## Required task
Copy each item below line by line, without changing anything.

## Supplied material
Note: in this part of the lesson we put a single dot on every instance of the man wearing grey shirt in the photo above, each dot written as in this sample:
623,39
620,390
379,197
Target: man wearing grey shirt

## Answer in full
Note: in this part of the lesson we put a single dot on every instance of the man wearing grey shirt in the photo above, each dot written as in this sample:
623,39
620,390
379,197
Target: man wearing grey shirt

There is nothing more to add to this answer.